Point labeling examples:
━━━━━━━━━━━━━━━━━━━━

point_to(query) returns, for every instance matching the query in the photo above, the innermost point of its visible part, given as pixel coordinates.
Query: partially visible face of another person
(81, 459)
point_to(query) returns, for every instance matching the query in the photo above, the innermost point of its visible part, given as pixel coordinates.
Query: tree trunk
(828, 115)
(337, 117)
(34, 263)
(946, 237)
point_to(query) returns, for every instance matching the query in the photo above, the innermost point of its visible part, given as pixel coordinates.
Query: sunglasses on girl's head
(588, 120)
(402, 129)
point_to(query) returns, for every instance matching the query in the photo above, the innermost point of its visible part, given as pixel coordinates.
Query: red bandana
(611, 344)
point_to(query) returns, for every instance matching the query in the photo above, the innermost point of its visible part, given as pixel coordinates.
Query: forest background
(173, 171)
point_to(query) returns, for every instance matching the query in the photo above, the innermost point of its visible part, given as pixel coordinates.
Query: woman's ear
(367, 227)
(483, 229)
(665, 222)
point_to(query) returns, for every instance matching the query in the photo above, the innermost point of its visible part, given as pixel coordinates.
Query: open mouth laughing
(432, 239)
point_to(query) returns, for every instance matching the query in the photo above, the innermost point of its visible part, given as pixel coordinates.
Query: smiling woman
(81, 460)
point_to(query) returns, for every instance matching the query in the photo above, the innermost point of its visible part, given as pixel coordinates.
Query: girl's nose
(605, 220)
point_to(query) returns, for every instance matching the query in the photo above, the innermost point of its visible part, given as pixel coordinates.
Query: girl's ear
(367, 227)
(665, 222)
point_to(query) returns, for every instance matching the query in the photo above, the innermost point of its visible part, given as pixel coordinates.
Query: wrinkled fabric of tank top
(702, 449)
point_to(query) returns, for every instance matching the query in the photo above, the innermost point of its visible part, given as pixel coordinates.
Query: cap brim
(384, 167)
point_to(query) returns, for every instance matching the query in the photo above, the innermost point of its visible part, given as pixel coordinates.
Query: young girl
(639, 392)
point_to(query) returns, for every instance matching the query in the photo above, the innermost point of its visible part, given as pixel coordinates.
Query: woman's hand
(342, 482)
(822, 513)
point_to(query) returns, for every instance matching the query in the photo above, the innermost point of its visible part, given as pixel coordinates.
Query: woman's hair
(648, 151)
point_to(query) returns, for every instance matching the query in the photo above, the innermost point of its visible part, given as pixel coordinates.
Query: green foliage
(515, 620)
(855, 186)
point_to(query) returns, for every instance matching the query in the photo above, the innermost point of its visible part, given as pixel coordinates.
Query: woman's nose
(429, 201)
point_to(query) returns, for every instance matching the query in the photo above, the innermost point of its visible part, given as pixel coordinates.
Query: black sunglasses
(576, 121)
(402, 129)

━━━━━━━━━━━━━━━━━━━━

WHAT YOU NEED TO DO:
Please list each line above that contains the string "woman". Matching is case-sensitive.

ANSWER TO THIS TASK:
Query: woman's ear
Query: smiling woman
Query: woman's hand
Query: woman's hair
Query: woman's nose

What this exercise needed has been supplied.